_SOURCE INFORMATION:_
┌──
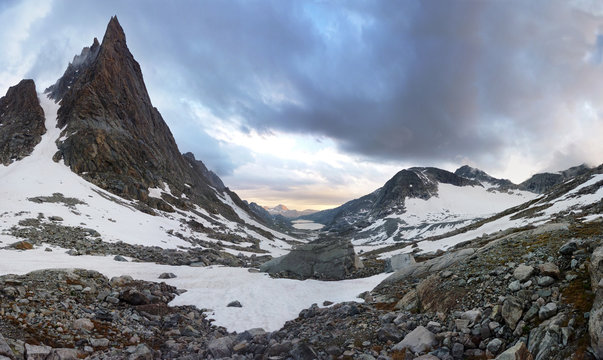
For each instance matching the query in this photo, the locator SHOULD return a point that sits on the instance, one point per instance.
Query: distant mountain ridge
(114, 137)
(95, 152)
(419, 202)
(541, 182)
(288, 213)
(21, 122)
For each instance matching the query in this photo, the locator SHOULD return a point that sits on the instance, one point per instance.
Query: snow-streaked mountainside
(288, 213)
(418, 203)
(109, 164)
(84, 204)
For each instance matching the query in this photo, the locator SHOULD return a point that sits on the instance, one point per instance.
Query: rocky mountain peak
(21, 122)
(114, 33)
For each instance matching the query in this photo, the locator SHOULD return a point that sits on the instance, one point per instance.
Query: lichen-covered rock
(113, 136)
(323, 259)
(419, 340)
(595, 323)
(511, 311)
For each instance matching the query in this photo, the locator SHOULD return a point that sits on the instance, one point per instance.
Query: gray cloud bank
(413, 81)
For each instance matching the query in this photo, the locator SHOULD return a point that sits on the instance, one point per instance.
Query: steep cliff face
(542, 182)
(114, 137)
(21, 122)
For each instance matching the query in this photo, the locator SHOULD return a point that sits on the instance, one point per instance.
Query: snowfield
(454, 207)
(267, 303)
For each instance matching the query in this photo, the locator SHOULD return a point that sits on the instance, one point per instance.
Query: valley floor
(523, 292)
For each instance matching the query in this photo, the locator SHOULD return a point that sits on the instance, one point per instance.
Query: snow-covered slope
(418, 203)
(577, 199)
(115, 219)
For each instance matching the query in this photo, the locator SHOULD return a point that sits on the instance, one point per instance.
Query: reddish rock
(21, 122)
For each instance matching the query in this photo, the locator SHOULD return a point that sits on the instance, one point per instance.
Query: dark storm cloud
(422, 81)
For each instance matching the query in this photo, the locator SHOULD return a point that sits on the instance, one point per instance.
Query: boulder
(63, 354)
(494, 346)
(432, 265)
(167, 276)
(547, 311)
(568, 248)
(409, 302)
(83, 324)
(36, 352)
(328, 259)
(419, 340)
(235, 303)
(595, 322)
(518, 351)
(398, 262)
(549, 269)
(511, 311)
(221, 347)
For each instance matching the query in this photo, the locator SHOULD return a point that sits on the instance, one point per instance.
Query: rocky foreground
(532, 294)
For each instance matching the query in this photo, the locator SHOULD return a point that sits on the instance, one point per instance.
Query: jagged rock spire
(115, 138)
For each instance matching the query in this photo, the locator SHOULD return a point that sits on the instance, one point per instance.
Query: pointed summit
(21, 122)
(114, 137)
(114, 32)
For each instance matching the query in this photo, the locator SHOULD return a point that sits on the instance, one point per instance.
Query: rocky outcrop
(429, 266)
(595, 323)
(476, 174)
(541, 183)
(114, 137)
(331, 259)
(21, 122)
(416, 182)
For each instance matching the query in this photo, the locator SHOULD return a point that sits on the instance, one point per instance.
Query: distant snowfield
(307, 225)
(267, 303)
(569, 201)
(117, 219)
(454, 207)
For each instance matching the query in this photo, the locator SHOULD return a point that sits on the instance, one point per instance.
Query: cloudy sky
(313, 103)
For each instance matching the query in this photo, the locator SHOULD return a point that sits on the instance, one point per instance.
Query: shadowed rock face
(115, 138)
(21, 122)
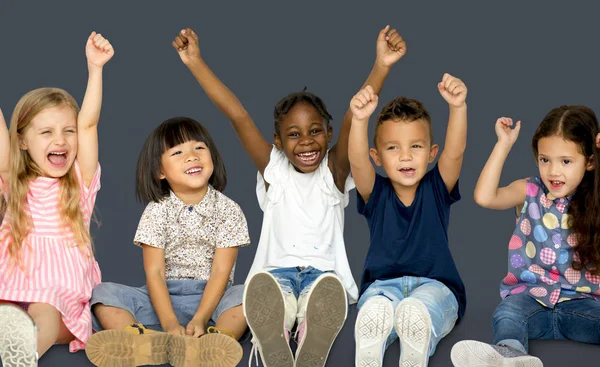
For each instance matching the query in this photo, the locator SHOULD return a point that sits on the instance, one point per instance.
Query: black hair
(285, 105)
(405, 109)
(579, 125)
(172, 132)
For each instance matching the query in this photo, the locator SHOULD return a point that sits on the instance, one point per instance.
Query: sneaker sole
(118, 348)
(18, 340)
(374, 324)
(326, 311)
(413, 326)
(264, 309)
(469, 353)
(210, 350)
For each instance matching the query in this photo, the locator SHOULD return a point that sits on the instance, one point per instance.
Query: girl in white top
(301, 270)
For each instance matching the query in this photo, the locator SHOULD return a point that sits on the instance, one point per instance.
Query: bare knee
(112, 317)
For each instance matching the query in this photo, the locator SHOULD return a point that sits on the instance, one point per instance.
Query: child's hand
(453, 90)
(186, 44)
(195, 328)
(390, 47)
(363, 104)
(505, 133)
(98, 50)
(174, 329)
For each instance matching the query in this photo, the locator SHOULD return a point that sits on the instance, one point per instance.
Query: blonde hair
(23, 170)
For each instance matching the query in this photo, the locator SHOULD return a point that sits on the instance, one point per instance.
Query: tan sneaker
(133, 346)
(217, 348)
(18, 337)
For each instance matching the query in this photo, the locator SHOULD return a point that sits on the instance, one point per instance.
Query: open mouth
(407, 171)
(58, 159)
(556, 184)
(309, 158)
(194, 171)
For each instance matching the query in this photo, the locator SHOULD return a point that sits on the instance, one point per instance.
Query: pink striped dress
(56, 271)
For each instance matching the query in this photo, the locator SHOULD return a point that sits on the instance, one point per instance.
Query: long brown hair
└──
_ACTION ITEM:_ Please print the entries exactly as they stand. Images are not part of the copy.

_EXERCISE SOLUTION:_
For each instance matching the query in this photo, the locator SHOULD return a point that sits on the instance, one point per instance.
Query: distant mountain ridge
(114, 137)
(95, 152)
(419, 202)
(541, 182)
(288, 213)
(21, 122)
For each instance matching the query in this photo, the locator SHOULD return a point that sits on the instance, one point per instance.
Query: snow-streaked mountainside
(288, 213)
(418, 203)
(109, 164)
(84, 204)
For each instance matching the query in this photo, the locator SHOULD return a point that sits on the instance, one point per instance.
Query: rocky mountain peak
(21, 122)
(114, 33)
For each instance matching the query in this photo, the locator SHOULD return a point that sits on the instance, one point per instance.
Query: lichen-covered rock
(113, 136)
(323, 259)
(419, 340)
(595, 323)
(511, 311)
For each instance matching the query in this photo, the locator SHOULD return a point that sits on the instance, one point per instance.
Query: gray cloud bank
(413, 81)
For each instance matching the query in this photo, the locator SHOULD return a point that sits on the instance, one point per instance.
Query: steep cliff face
(542, 182)
(114, 137)
(21, 122)
For each instance matching the query in this photo, the locator SHOULD return a point that sits on the instance, one point per instance.
Query: snowfield
(454, 207)
(267, 303)
For each instance matching the query in this photo, the locator SHOULD return a point that sits on the instance, one point per instance.
Query: valley floor
(523, 292)
For each instance matching the query in this photo, the locator SHOULD return a point that sits on the instance, one point per instance.
Query: snow-covered slope
(418, 203)
(577, 199)
(115, 219)
For each instance matching the query in this photo, the locator SHOULD return a point that sits on the instance, one point per instance.
Query: reddish rock
(21, 122)
For each instance matching the query in this photo, the locator SHOULD return a point that sits on the instance, one point per instance.
Query: dark storm cloud
(422, 81)
For each instance matching the query in this photo, the locator SHOULD return a point that sits on the instance, one point per instance.
Query: boulder
(63, 354)
(494, 346)
(432, 265)
(167, 276)
(547, 311)
(568, 248)
(409, 302)
(83, 324)
(36, 352)
(328, 259)
(419, 340)
(235, 303)
(595, 322)
(518, 351)
(398, 262)
(549, 269)
(511, 311)
(221, 347)
For each instance matching the query in this photo, the locator SHOULD return a point that sits on the instance, one point per instance.
Query: rocky foreground
(532, 294)
For each instance matching the query in this photo, the locator SHOULD return a point that sits on the instance, one point per instance.
Query: jagged rock spire
(115, 138)
For each instance matching the query in this photo, the locator SHOULD return a point that sits on the instance, one point per instance.
Query: pointed summit
(21, 122)
(114, 137)
(114, 32)
For each instance matching the query in this photo, the locator SHOULD return a point that sits on the instance, one point per instance.
Query: rocky outcrop
(429, 266)
(595, 323)
(476, 174)
(541, 183)
(114, 137)
(331, 259)
(21, 122)
(416, 182)
For each instance matching the query in this photo, the locator SHOULD return a point that sits on the instance, one point per instance.
Query: distant snowfield
(307, 225)
(267, 303)
(569, 201)
(117, 219)
(454, 207)
For each instance matching the query in this photo, the locator SHOULD return a point that sits on the instance, one point per instance.
Query: cloudy sky
(313, 103)
For each instance matching the query in this photo, the locator SHOULD return a point that sits on the instance, one point per instance.
Query: shadowed rock face
(115, 138)
(21, 122)
For each instance matching the query in this photo, the locator SHOULD return a point that sits on the instance, one point per instance.
Query: black hair
(285, 105)
(405, 109)
(579, 125)
(172, 132)
For each instance matching the query in this photo, the locator SHOULD return a point that sits on the instance, one point per instance.
Query: sneaker sole
(118, 348)
(18, 340)
(374, 324)
(326, 311)
(413, 326)
(264, 309)
(469, 353)
(210, 350)
For each instance matching the query in this photo, the locator SHOULD return a point that sits on the instance, one point per instance.
Query: girl in white top
(301, 270)
For each instance matching the query in this photo, the locator SHOULD return a point that sits on the instance, one point per instance.
Query: bare knee
(112, 317)
For each instance matching the query in this photo, the locator SHOULD return a point that sits on the instance, one point per instance.
Query: child's hand
(453, 90)
(186, 44)
(195, 328)
(390, 47)
(363, 104)
(505, 133)
(98, 50)
(174, 329)
For each instance matching the query in this photo, the locator SHOULD return a point that sits on the instance, one point per instance.
Query: blonde hair
(23, 170)
For each instance matching the query in this photo, the locator SHOULD return a point that sits on the instance, one point per instance.
Query: tan sneaker
(133, 346)
(217, 348)
(18, 337)
For each instance matching the query in this photo, the locator SHOULD return a point that sits on the instance, one point per instance.
Query: open mouth
(407, 171)
(58, 159)
(556, 184)
(309, 158)
(194, 171)
For each instance matching the query in this photo, the locator SHOULD return a point that sits on the instance, one point per instance.
Query: pink striped dress
(56, 271)
For each instance matching the query in this photo, the locator SHOULD return a point that sits on the instance, one point per instance.
Query: long brown hair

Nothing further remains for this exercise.